Klein assumes that pain involves a unified signal that explains both how pain motivates and how it feels. The argument for this second claim is surprisingly sparse (occurring on 95-99). Pains are incredibly diverse in their felt quality, from throbbing to burning to aching. Klein introduces the parameter E into pain content to account for this. E picks out the specific kind of protective action one takes with respect to a pain: "The difference between the sharp acute pain when you touch a stove and the later particular dull ache as your burn heals is a difference in what you do to protect the area" (98). This move is unconvincing.

What evidence is there that the protective actions constitutive of the pain signal differ for an intense burning ache and a severe migraine as they occur in the front of my head? And what about pains like headache that don't seem to tell us what to do at all (how do we protect our heads from a migraine?). Klein thinks the commands are standing, so they remain in force even when I comply with them, but it's still not clear that every imaginable distinction in pain quality lines up with a unique protective action. When I get stung by a bee, most, if not all, of my immediate behavioral reactions are directed at how bad it feels. Indeed, if it didn't feel bad, I have no idea what behavior I should take. Pull out the stinger, I suppose. But is "pull out the stinger" part of the content of a bee sting? Clearly not, since an insulin injection can feel exactly the same. This means we'll need a less determinate command, like "protect from stinging." But the less determinate the command, the more difficulty the view will have with subtle differences in quality. I've been stung by a bee twice on my big toe; both felt different, with distinct combinations of itchy ache, burning, and sharp shooting pain. Did they command distinct protective actions? Did the several interacting qualities produce a single complex command, or were there three distinct commands overlapping? I'm having a difficult time imagining what these different actions could be. And consider pain qualities like throbbing. Klein thinks this throbbing involves an introspective awareness of more basic pain commands occurring over time. To feel a throbbing pain is to feel a non-throbbing pain constituted by a specific command coming and going with a specific frequency. This doesn't seem like an adequate description of throbbing pains.

The worry is that there are no constraints on the introduction of more specific protective actions. Just as we can freely describe any motivational state as a command, so too can we posit a fine-grained distinction in the action commanded whenever there is a difference in pain quality. In other words, the actions specified are theoretical posits that serve the theoretician's needs; they are not at all obvious from one's intuitive awareness of pain quality. Klein often emphasizes how uninformative pains are. This tells against rich descriptive contents according to which pains represent bodily damage. But it also tells against fine-grained protective contents according to which pains issue commands. It only takes one or two detailed pain descriptions to realize how implausible it is that each unique pain will be identical to a unique protective command. Most pains promote actions that are not obvious; and even if they command protective actions they are not nearly fine-grained enough to properly capture specific pain quality. This can make the application of the schema to especially difficult cases seem ad hoc. At one point, for example, Klein suggests that the imperative content of the pain of childbirth might be something about protecting the uterus (115). It's moves like this, along with the hefty starting assumptions, that convince me the austere imperative view will be an especially tough sell. Nevertheless, the book remains an exciting, well-executed addition to recent theorizing about pain, and I recommend it highly.

ACKNOWLEGEMENTS

I am grateful to Jonathan Cohen, Murat Aydede, and Colin Klein for helpful feedback on this review.

● ● ● ●

Answer these questions using the review of Klein's view of pain:
(a) What does the parameter E pick out?
(b) Where on the body was the reviewer stung by a bee twice?
(c) What does Klein suggest the imperative content of the pain of childbirth might be about?

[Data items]

● ● ● ●

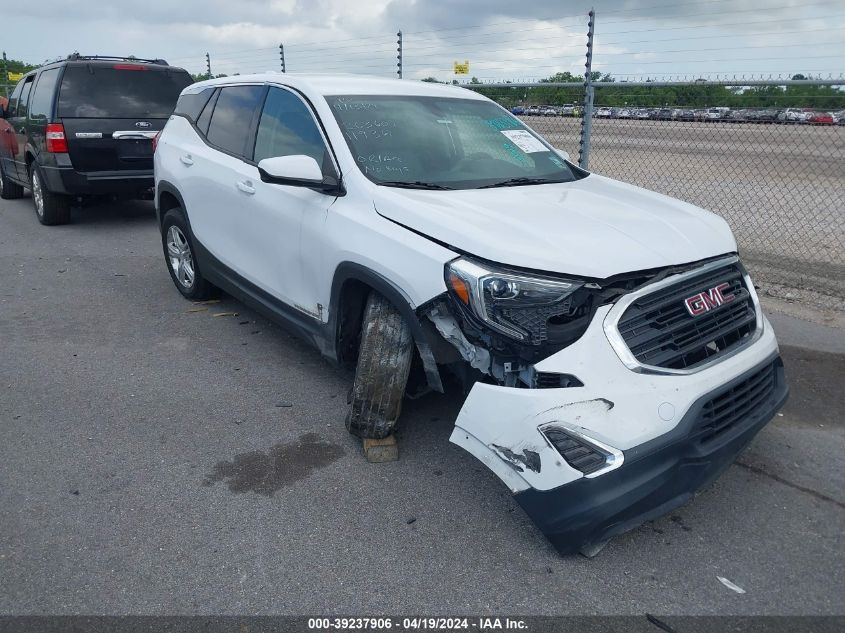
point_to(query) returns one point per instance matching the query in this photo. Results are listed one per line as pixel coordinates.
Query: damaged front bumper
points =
(590, 462)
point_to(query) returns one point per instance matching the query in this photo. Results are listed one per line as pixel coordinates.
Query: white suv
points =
(611, 343)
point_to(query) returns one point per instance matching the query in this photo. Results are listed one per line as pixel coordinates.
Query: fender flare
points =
(164, 186)
(351, 271)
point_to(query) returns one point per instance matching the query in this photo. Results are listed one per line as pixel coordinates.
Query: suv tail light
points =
(56, 141)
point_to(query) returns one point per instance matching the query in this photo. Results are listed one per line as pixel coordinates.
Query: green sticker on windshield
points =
(504, 123)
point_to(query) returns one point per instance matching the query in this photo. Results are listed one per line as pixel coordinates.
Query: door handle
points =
(246, 186)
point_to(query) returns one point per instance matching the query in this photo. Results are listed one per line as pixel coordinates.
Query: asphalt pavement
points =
(160, 457)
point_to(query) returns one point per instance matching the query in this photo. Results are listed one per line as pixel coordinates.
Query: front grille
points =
(578, 454)
(660, 331)
(739, 403)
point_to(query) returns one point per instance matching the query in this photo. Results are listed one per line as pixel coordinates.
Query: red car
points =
(821, 118)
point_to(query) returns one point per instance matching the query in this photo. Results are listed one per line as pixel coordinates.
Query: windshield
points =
(444, 143)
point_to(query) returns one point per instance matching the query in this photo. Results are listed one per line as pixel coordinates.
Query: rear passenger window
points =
(24, 102)
(42, 98)
(12, 106)
(287, 129)
(232, 117)
(191, 105)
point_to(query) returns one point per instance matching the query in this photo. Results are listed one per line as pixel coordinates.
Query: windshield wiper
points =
(417, 184)
(515, 182)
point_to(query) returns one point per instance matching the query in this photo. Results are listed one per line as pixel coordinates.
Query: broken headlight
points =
(522, 306)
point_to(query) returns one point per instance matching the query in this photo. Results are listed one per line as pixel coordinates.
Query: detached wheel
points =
(9, 190)
(50, 208)
(180, 258)
(384, 361)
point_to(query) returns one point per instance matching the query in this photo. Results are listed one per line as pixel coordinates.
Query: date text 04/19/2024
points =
(416, 624)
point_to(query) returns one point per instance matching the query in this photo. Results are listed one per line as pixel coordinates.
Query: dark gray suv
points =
(84, 126)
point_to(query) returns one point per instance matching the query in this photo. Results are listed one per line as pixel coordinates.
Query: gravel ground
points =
(158, 459)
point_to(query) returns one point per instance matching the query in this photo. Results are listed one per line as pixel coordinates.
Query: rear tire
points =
(9, 190)
(180, 256)
(384, 362)
(50, 208)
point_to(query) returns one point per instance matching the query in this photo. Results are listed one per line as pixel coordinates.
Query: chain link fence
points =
(775, 170)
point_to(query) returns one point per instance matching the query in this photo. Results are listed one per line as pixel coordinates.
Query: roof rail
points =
(117, 58)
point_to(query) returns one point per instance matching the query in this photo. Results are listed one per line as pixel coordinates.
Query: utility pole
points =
(399, 56)
(587, 115)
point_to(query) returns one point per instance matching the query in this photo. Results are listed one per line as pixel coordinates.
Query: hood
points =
(593, 227)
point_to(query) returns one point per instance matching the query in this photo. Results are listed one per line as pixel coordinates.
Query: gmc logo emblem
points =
(708, 300)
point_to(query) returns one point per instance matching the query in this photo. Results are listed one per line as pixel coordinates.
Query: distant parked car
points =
(820, 118)
(713, 114)
(85, 127)
(792, 115)
(766, 115)
(738, 116)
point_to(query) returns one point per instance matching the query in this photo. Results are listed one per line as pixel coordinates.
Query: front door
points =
(17, 120)
(271, 226)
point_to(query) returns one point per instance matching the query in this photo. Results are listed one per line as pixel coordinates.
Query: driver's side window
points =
(13, 100)
(287, 128)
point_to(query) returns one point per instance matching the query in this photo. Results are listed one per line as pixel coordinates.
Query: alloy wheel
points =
(37, 194)
(180, 257)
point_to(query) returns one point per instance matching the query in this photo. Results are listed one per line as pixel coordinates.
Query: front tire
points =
(9, 190)
(384, 362)
(180, 256)
(50, 208)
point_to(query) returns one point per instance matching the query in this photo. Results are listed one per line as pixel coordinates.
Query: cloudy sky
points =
(502, 39)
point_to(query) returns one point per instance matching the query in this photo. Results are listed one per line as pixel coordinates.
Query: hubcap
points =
(37, 194)
(180, 257)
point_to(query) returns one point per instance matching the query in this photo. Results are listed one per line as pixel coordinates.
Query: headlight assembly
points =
(518, 305)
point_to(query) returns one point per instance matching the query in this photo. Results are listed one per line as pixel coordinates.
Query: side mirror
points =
(563, 154)
(297, 171)
(290, 170)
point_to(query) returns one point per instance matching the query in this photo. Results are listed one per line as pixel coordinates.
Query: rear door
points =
(18, 122)
(8, 138)
(111, 112)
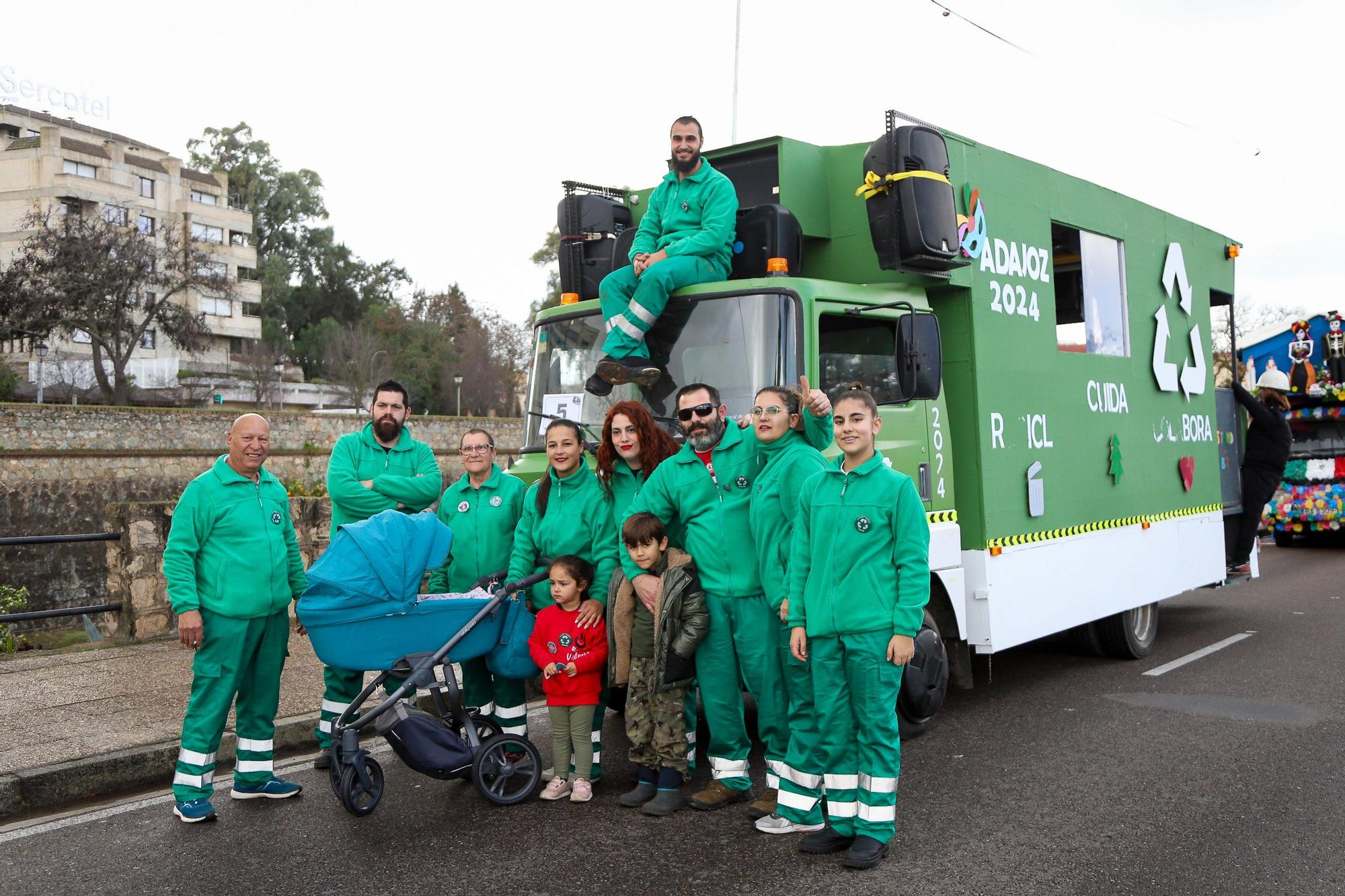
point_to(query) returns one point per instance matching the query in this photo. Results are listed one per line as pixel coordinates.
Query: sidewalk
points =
(102, 720)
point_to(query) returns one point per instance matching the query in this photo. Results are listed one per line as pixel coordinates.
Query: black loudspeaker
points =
(766, 232)
(914, 224)
(590, 227)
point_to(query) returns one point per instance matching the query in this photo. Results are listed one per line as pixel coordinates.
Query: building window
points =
(217, 307)
(208, 233)
(1090, 272)
(79, 169)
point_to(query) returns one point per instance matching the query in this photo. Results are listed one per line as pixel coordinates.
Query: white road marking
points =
(1203, 651)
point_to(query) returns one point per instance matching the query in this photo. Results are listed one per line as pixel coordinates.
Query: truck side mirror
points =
(919, 356)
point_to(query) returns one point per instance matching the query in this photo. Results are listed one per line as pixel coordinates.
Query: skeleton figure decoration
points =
(1335, 348)
(1303, 376)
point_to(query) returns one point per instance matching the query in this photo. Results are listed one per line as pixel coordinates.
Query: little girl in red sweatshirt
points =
(572, 662)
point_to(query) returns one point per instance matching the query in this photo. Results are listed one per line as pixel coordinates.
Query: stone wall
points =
(63, 467)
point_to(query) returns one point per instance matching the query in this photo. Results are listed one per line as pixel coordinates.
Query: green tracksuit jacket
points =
(232, 548)
(861, 553)
(407, 475)
(790, 462)
(578, 522)
(484, 521)
(695, 216)
(716, 513)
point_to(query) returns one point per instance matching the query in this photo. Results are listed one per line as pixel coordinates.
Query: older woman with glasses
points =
(482, 509)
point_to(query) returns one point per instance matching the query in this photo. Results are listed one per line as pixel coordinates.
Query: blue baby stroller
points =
(362, 611)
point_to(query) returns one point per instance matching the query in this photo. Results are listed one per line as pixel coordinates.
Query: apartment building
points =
(61, 162)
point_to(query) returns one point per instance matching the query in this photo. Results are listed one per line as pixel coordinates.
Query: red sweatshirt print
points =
(558, 638)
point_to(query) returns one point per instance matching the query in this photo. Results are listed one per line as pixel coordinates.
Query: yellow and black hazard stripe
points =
(1048, 534)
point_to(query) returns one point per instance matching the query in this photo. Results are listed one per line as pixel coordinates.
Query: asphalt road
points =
(1059, 774)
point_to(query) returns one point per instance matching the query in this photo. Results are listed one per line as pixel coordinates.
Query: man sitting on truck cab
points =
(685, 237)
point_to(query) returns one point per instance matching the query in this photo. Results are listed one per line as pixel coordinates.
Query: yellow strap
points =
(874, 185)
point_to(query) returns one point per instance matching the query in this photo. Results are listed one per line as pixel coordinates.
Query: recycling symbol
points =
(1192, 381)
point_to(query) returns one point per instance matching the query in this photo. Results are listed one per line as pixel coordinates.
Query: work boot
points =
(642, 794)
(765, 806)
(825, 841)
(595, 385)
(719, 795)
(866, 852)
(665, 802)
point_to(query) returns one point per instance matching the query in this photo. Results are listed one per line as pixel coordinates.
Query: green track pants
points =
(740, 649)
(856, 735)
(237, 658)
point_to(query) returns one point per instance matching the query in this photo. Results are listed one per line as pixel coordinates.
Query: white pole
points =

● ● ● ●

* **Solution**
(a) The specific kind of protective action one takes with respect to a pain.
(b) The big toe.
(c) Protecting the uterus.